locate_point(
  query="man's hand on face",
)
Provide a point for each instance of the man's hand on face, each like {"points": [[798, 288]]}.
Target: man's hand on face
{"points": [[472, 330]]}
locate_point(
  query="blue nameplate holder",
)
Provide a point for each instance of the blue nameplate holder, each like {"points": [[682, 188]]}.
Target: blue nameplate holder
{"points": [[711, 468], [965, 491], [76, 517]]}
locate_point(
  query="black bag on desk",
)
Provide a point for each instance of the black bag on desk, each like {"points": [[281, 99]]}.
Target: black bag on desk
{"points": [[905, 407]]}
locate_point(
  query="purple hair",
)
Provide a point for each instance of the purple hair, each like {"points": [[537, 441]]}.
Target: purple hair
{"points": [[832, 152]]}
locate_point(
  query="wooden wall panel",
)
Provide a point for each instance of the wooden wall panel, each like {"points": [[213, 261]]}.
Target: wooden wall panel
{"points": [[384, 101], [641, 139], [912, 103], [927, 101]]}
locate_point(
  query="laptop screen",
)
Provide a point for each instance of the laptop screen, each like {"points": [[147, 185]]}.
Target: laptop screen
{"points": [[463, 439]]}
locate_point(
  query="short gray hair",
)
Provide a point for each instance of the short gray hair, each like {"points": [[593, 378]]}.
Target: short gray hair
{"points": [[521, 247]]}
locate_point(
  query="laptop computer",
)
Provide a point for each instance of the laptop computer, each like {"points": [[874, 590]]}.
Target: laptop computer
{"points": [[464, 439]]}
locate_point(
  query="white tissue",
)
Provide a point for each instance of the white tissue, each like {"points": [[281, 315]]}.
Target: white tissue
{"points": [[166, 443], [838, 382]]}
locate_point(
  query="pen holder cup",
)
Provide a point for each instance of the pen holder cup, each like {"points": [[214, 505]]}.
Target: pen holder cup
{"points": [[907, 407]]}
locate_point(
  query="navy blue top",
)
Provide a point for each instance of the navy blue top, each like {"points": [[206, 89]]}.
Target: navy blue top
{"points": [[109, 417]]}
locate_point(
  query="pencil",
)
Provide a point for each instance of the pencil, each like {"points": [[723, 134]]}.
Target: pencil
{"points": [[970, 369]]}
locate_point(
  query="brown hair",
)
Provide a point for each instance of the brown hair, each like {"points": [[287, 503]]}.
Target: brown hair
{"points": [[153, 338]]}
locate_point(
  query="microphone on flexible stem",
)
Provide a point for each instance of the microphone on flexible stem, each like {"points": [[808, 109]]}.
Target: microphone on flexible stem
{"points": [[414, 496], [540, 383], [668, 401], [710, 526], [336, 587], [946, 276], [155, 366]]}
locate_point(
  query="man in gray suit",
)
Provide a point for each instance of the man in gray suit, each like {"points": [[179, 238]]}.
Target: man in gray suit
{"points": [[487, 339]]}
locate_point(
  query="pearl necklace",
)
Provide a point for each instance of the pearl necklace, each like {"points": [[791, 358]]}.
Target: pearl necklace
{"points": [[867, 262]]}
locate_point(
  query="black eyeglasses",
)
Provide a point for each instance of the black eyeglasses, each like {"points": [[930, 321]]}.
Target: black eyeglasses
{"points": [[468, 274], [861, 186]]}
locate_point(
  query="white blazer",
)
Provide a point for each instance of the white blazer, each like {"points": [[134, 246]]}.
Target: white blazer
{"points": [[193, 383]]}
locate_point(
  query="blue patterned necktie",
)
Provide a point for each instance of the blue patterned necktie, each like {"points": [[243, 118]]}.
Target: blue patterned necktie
════
→ **STATED EXERCISE**
Each entry above is to be set down again in exactly the same words.

→ **ANSWER FOR THE TASK**
locate_point(
  query="man's hand on face",
)
Provide a point for each instance of the man's hand on face, each like {"points": [[798, 288]]}.
Target: man's hand on face
{"points": [[472, 330]]}
locate_point(
  query="blue nameplate holder",
)
Provide a point for each instance of the blue nameplate holder, each like {"points": [[682, 188]]}.
Target: blue nameplate holder
{"points": [[711, 468], [965, 491], [76, 517]]}
locate_point(
  query="black bag on desk",
)
Provide a point for each instance of the black bag on desk, each like {"points": [[281, 99]]}.
Target: black bag on desk
{"points": [[905, 407]]}
locate_point(
  query="purple hair",
)
Provide a point for each instance of the purple hair, each like {"points": [[537, 441]]}.
Target: purple hair
{"points": [[832, 152]]}
locate_point(
  query="wooden wall panel",
)
Provide a point for each instance of the wooden wall panel, each like {"points": [[213, 261]]}.
Target: wooden wall panel
{"points": [[384, 101], [641, 139], [912, 103], [927, 101]]}
locate_point(
  query="laptop screen",
)
Provide a point for each instance of the laptop screen, each like {"points": [[147, 185]]}.
Target: laptop screen
{"points": [[463, 439]]}
locate_point(
  query="short gray hair",
)
Provide a point for each instance of the short gray hair, each like {"points": [[593, 378]]}.
Target: short gray hair
{"points": [[521, 247]]}
locate_point(
  query="laptop computer",
)
Provide a point for each instance of the laptop computer, each like {"points": [[874, 590]]}.
Target: laptop computer
{"points": [[464, 439]]}
locate_point(
  query="white tissue",
)
Provide a point for each instance of the white tissue, each like {"points": [[281, 315]]}.
Target: white tissue
{"points": [[166, 443], [838, 382]]}
locate_point(
  query="pen holder cup",
)
Provide a point for each instance of the pen holder cup, each like {"points": [[214, 505]]}.
Target: pen holder cup
{"points": [[907, 407]]}
locate_point(
  query="navy blue top",
)
Provide a point for each instance of the navy blue top, each like {"points": [[206, 89]]}.
Target: navy blue top
{"points": [[109, 417]]}
locate_point(
  query="pencil",
)
Provide a point for each instance of the pencil, each like {"points": [[723, 134]]}.
Target: pencil
{"points": [[970, 369]]}
locate_point(
  query="brown hair",
)
Provide a point for each instance of the brown hair, each like {"points": [[287, 503]]}.
Target: brown hair
{"points": [[153, 338]]}
locate_point(
  query="microphone on flexible stem",
)
Provide a point for each instance of the microphone on flexible stem, each like {"points": [[808, 109]]}.
Target: microphone on flexible stem
{"points": [[414, 496], [540, 383], [668, 401], [710, 526], [336, 587], [946, 276], [155, 366]]}
locate_point(
  query="man in gray suit",
)
Provide a point for each instance of the man in gray suit, each like {"points": [[179, 238]]}.
Target: man in gray suit
{"points": [[487, 339]]}
locate_point(
  query="pearl necklace",
)
Provide a point for each instance of the pearl necklace, each like {"points": [[791, 358]]}.
Target: pearl necklace
{"points": [[867, 262]]}
locate_point(
  query="black eyeglasses",
)
Provide a point for each instance of the black eyeglasses, each like {"points": [[930, 321]]}.
Target: black eyeglasses
{"points": [[468, 274], [861, 186]]}
locate_point(
  query="white blazer",
)
Provide a point for each instance of the white blazer, each like {"points": [[134, 246]]}.
Target: white blazer
{"points": [[193, 383]]}
locate_point(
  query="blue patterned necktie",
)
Provide a point for each instance of the blue patterned necktie, each like {"points": [[243, 118]]}.
Target: blue patterned necktie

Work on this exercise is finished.